_Coordinate annotation rows:_
________________________________________
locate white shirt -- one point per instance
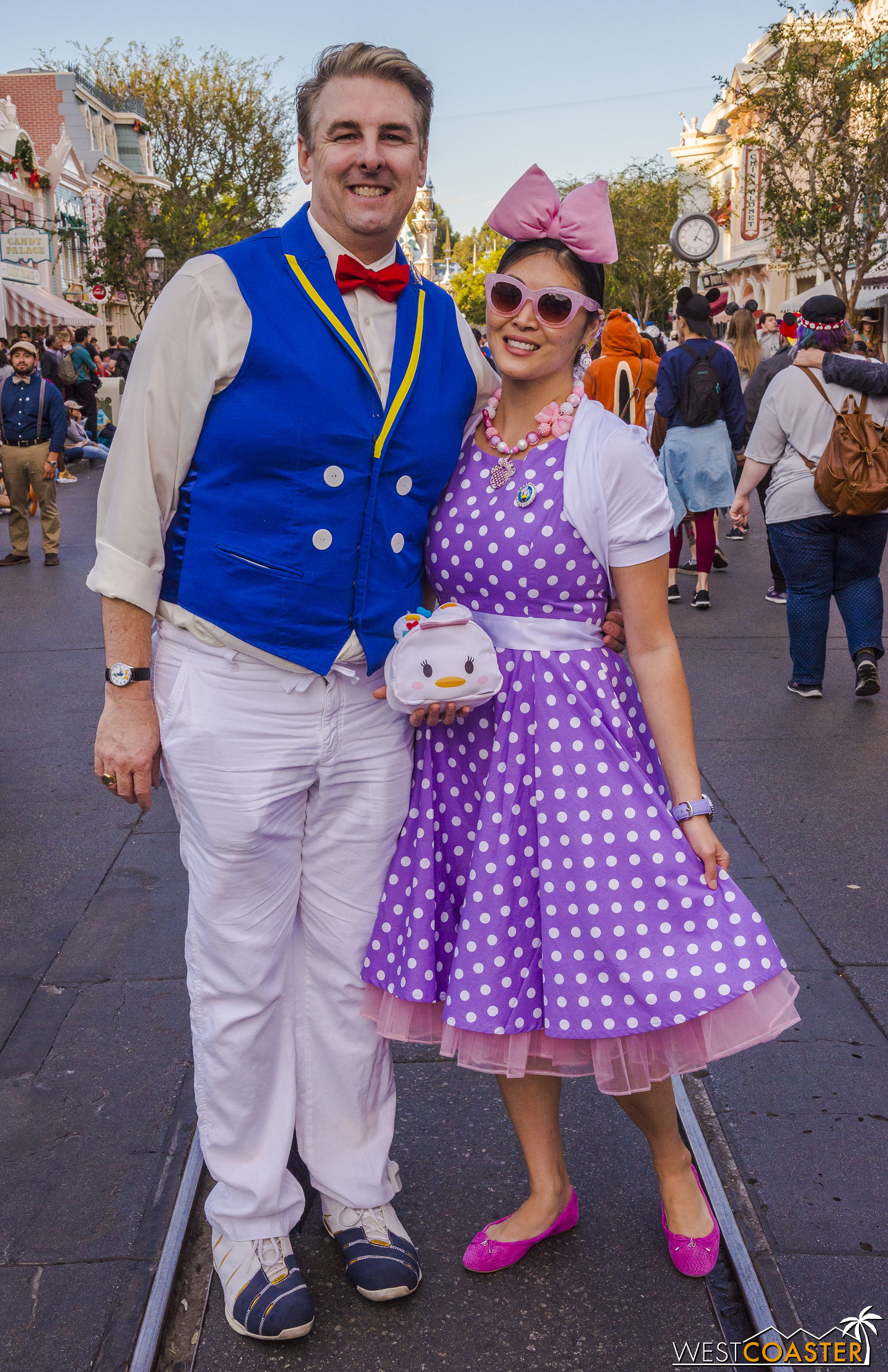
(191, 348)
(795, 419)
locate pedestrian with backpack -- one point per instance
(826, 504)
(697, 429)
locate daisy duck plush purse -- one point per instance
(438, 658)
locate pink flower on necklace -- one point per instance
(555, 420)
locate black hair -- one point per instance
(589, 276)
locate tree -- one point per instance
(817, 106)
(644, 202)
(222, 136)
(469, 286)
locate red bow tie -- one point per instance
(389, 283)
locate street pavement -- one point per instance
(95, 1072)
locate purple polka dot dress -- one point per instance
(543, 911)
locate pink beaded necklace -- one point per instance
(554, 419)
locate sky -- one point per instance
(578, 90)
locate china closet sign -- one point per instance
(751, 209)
________________________________________
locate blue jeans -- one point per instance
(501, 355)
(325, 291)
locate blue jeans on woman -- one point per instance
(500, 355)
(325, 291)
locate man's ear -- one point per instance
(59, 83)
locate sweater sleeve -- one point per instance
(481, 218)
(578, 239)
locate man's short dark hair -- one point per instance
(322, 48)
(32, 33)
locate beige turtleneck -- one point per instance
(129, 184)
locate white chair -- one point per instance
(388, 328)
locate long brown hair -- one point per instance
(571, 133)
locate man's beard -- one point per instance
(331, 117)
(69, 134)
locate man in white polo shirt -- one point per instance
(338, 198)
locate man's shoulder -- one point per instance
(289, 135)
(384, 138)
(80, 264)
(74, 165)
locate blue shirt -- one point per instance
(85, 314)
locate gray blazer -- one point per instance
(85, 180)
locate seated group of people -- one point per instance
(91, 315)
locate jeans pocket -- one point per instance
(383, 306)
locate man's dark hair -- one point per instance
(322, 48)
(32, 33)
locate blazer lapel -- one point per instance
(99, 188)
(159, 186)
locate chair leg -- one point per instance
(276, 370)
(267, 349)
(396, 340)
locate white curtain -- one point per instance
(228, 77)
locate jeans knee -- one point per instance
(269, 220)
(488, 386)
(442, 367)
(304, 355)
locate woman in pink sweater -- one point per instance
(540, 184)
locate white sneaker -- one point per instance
________________________________________
Could you write out the rows above between the line holding "locate white chair -- one point per instance" and the line holding "locate white sneaker", inclusive?

_SOLVED EXERCISE:_
locate white chair -- one point per instance
(388, 328)
locate long brown hair -- one point per instance
(571, 133)
locate man's beard -- one point per instance
(331, 117)
(69, 134)
locate man in white polo shirt -- one point per instance
(338, 198)
locate man's shoulder -- one point per instance
(289, 135)
(384, 138)
(80, 264)
(74, 165)
locate blue shirt -- one point per instance
(85, 314)
locate gray blazer -- one point per instance
(85, 180)
locate seated group of people -- one point per instance
(91, 315)
locate jeans pocket -- one point per instance
(383, 306)
locate man's dark hair -- one point per instance
(322, 48)
(32, 33)
locate blazer lapel -- one point per instance
(99, 188)
(159, 186)
locate chair leg -- one point per instance
(276, 370)
(267, 349)
(396, 340)
locate white curtain -- one point per instance
(228, 77)
locate jeans knee -- one point per instance
(269, 220)
(488, 386)
(442, 367)
(304, 355)
locate woman in pink sweater -- one point per instance
(540, 184)
locate white sneaker -- one point per instance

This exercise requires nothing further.